» **WHAT THE TASK ASKS**: Which lines of the material contain the string "background"? List each of them in full, counting only matches with the same case.

───── MATERIAL SHOWN

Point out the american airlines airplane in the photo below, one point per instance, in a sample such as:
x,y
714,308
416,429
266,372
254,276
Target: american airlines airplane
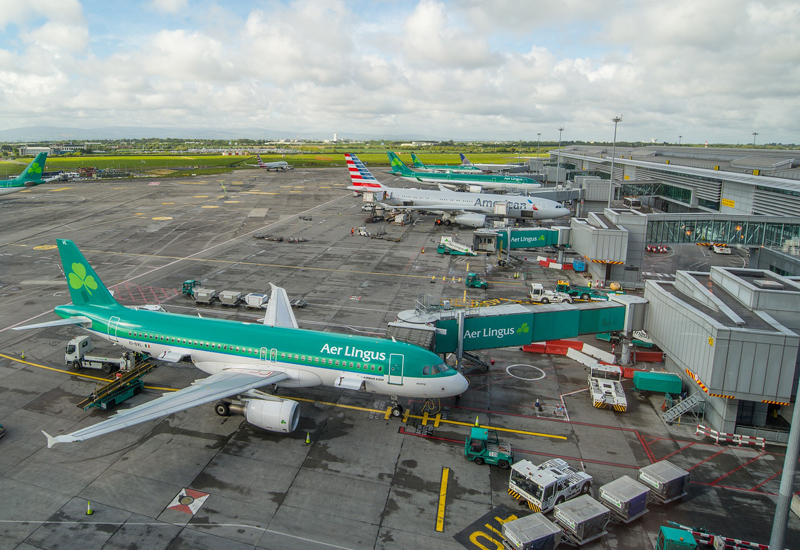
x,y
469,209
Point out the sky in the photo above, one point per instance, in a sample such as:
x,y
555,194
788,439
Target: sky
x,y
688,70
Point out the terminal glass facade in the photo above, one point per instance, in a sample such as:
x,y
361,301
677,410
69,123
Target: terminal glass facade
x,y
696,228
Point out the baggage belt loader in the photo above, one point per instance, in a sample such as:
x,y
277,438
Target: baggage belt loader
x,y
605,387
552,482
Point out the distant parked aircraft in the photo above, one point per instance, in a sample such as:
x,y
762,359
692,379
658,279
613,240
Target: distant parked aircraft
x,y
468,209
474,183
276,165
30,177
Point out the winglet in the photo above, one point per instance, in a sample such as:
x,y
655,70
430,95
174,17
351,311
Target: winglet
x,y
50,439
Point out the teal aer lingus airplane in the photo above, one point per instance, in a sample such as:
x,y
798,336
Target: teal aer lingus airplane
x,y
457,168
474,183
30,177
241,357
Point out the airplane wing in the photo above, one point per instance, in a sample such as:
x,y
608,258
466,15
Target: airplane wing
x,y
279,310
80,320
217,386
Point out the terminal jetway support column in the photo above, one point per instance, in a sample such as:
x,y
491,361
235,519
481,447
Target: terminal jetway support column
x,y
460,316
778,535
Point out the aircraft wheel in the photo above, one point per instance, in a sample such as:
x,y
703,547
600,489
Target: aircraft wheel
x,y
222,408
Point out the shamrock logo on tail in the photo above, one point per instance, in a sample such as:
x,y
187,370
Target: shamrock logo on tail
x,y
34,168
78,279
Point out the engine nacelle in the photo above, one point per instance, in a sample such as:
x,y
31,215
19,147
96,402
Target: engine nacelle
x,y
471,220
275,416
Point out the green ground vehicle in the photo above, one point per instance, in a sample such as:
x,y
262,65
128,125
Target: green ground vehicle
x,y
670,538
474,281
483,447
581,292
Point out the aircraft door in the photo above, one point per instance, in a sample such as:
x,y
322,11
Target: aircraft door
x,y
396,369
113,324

──────────
───── MATERIAL SHOWN

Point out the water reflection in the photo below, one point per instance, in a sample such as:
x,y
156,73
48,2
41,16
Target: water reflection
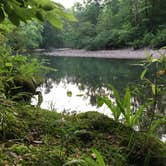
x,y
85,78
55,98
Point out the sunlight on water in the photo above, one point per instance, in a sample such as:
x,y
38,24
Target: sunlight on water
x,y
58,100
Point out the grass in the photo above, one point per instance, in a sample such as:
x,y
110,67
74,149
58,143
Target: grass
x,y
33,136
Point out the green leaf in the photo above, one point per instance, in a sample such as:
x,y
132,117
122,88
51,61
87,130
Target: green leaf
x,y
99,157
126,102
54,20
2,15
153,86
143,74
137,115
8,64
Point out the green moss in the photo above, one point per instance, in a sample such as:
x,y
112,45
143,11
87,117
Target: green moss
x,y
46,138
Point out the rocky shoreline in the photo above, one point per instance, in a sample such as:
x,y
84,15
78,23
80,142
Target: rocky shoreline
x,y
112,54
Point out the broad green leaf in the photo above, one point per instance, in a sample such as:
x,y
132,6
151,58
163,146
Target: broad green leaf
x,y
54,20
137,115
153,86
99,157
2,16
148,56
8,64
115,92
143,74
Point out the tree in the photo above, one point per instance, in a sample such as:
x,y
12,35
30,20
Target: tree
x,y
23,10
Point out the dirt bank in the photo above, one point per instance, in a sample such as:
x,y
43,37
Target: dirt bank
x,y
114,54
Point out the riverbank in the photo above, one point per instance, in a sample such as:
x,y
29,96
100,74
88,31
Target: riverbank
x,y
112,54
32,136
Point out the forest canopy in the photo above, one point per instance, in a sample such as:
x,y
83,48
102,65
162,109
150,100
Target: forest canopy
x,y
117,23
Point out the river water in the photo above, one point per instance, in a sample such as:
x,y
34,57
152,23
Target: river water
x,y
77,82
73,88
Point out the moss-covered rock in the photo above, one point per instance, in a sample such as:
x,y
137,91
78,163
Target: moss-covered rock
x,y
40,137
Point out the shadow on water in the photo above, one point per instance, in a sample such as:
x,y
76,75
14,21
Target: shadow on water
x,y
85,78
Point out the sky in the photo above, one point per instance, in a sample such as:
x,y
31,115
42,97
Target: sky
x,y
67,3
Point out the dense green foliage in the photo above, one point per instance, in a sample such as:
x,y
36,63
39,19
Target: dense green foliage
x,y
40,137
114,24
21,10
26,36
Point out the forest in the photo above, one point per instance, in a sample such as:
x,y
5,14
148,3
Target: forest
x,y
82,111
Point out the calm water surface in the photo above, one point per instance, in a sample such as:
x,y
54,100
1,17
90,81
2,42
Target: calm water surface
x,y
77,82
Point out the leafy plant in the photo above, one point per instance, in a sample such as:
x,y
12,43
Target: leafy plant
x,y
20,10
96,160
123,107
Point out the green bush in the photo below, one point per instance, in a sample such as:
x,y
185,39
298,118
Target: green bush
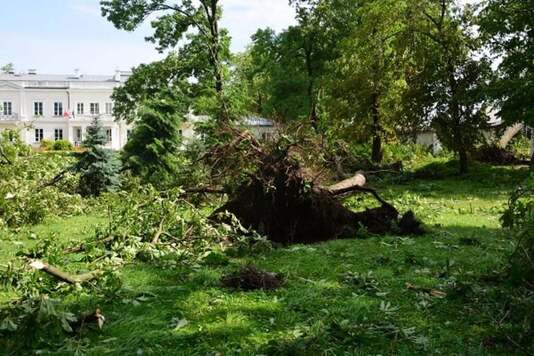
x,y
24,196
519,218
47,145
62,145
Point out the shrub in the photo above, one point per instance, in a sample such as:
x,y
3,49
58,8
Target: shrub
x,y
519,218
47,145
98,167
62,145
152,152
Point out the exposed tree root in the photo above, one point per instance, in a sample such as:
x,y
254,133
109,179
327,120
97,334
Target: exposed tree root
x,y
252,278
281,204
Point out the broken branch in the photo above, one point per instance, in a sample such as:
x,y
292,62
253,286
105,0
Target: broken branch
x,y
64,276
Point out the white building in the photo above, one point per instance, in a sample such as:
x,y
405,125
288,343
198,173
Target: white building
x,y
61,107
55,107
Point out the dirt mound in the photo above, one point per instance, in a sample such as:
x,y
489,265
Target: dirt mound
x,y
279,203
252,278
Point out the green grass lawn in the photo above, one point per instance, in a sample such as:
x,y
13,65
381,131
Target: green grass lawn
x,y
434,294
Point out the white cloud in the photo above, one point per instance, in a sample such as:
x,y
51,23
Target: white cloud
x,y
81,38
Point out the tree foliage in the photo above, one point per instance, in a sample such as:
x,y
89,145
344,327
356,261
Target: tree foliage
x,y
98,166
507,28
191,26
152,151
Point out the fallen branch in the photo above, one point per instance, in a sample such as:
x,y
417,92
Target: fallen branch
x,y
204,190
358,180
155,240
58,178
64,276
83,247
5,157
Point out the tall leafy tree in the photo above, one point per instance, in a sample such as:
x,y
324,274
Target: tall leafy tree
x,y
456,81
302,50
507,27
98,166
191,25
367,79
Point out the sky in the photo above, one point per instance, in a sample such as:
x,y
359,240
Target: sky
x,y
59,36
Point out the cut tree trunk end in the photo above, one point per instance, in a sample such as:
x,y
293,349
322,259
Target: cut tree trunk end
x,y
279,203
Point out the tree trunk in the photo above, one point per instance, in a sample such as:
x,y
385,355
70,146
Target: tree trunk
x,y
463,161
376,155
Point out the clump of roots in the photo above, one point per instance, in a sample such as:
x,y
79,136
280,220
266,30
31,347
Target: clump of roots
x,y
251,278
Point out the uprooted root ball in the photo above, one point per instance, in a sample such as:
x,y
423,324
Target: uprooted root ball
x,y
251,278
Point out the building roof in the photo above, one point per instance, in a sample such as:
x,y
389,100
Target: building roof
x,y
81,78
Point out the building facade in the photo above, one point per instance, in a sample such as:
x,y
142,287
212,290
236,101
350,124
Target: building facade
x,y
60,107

──────────
───── MATERIAL SHOWN

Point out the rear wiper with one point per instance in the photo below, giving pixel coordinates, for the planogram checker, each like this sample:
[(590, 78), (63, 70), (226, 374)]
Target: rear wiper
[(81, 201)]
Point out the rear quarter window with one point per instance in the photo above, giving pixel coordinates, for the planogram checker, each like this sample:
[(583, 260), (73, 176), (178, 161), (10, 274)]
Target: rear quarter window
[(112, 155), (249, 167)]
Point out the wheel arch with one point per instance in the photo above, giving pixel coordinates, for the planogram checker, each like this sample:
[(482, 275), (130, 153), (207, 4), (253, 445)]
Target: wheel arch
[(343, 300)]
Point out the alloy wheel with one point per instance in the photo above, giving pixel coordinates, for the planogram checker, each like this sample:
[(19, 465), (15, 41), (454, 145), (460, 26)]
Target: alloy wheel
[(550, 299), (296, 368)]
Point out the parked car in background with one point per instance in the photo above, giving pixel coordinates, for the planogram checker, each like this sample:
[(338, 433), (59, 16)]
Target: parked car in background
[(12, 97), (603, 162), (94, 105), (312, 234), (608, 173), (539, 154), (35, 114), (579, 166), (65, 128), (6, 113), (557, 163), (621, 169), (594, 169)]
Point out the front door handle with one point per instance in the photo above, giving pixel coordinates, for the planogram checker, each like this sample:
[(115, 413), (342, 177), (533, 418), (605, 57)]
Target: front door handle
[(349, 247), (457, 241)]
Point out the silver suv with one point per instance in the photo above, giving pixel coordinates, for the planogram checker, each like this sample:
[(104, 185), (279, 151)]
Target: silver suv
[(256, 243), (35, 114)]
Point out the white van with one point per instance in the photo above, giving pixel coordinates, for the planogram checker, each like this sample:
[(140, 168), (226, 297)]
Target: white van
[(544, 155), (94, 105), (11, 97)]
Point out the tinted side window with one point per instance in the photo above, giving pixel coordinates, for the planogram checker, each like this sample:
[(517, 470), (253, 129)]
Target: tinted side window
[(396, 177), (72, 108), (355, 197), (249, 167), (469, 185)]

──────────

» **EXERCISE OUTPUT**:
Point out the parked car in background with one point per instance in the photo above, giving pixel coordinates, for the planogram checker, each like this sample:
Target: parked car in background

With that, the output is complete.